### СПИСОК ЗАДАНИЙ
1. Назовите все пункты маршрута профсоюзной турпоездки, перечисленные в тексте.
2. Перепишите часть текста, заменив «заочное» на «вечернее». Начните со слов «Я поступила в» и остановитесь после слов «носил на руках.».

### ТЕКСТ ДЛЯ АНАЛИЗА
——

Я поступила в консерваторию в Вильнюсе, а она в Петрозаводске на заочное.

Ей пришлось поступить на заочное по состоянию здоровья. У нее были проблемы с психикой. Ни я, ни кто-то на работе об этом не подозревали: она всегда была оживленной, разумной. Но так как я дружила с ней и мы встречались и после моего отъезда в Литву, то что-то я слышала от нее. Она наблюдалась у психиатра и он ей категорически запрещал учиться, но заочное все же разрешил.

В 20 лет она вышла замуж за студента медицинского института, тоже веселого и жизнерадостного. Они прекрасно жили, душа в душу. Он профессионально заботился о ней, любил, буквально носил на руках.
Постепенно болезнь прогрессировала. Ей пришлось уйти из консерватории. Затем ей сообщили, что рождение ребенка то ли крайне нежелательно, то ли невозможно (при тех препаратах, которые она принимала). Она чувствовала себя обузой для семьи, для молодого мужа. Ей нельзя было то, чего она страстно желала: получить образование и совершенствоваться в науке, родить ребенка и воспитывать его. Все чаще она попадала в клинику. Наконец в возрасте примерно 26 лет она покончила с собой.

Как возникла болезнь? Я помню ее рассказ об этом очень смутно. Вроде бы в возрасте 14 (или 16?) лет она сильно – слишком сильно! - полюбила преподавателя камерного ансамбля, виолончелиста, и это подкосило ее. Он был, конечно, женат, и между ними ничего было невозможно.

Ее фотографии у меня не сохранилось. А может быть, и не было. Даже свадебных. Но я всегда запомню ее тоненькой темноволосой кареглазой красавицей. Конечно, мне очень не хватает интеллектуальных и задушевных бесед с ней. Мне не хватает радости за нее, за ее успехи, за ее семью… Светлая ей память.


Ольга (1962-2009)
Приехав однажды в Питер и гуляя по Богословскому кладбищу, на котором похоронена моя мама, я увидела доску с упоминанием, что на таком-то участке находятся могилы известных людей, в частности Виталия Бианки и других. Хотя я всю жизнь гуляла по этому кладбищу, я никогда их могил не видела, а тут решила поискать. Бианки я нашла, но каково же было мое изумление, когда в процессе поисков я наткнулась на могилу своей подруги Оли, о которой не имела последние годы ни слуху, ни духу!
О ней я писала в своем рассказе Приключения в Средней Азии, или Беспечность молодости. Мы вместе работали в Ленинграде в Доме ученых в Лесном преподавателями фортепиано и поехали в профсоюзную турпоездку в Ташкент-Чимган-Ферганская долина-Шахимардан-Самарканд. Там я с ней и познакомилась.

Оля была совершенно необыкновенным человеком. Даже о своих неприятностях (против нее интриговали деспотичная мать и капризная старшая сестра) она рассказывала со смехом и юмором. Мне с ней было легко, а это было у меня очень редко. Чувствовалось, что она полностью меня понимает и принимает, хотя по поведению в жизни мы были чуть ли не противоположностями. Просто она никого не осуждала.

——

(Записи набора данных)

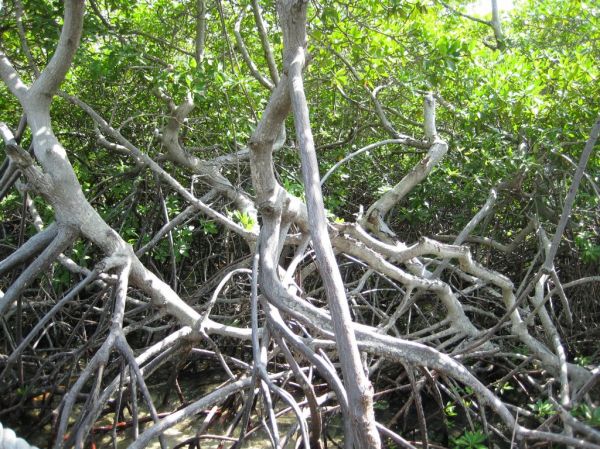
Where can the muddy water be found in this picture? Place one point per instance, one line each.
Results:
(192, 387)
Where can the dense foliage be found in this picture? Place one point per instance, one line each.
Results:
(515, 112)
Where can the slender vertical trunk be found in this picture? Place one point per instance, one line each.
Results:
(360, 391)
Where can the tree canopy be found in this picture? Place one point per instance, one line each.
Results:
(383, 214)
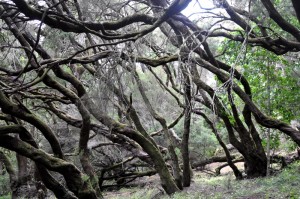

——

### ОТВЕТЫ НА ЗАДАНИЯ
1. Ташкент, Чимган, Ферганская долина, Шахимардан, Самарканд.

2.
Я поступила в консерваторию в Вильнюсе, а она в Петрозаводске на вечернее.

Ей пришлось поступить на вечернее по состоянию здоровья. У нее были проблемы с психикой. Ни я, ни кто-то на работе об этом не подозревали: она всегда была оживленной, разумной. Но так как я дружила с ней и мы встречались и после моего отъезда в Литву, то что-то я слышала от нее. Она наблюдалась у психиатра и он ей категорически запрещал учиться, но вечернее все же разрешил.

В 20 лет она вышла замуж за студента медицинского института, тоже веселого и жизнерадостного. Они прекрасно жили, душа в душу. Он профессионально заботился о ней, любил, буквально носил на руках.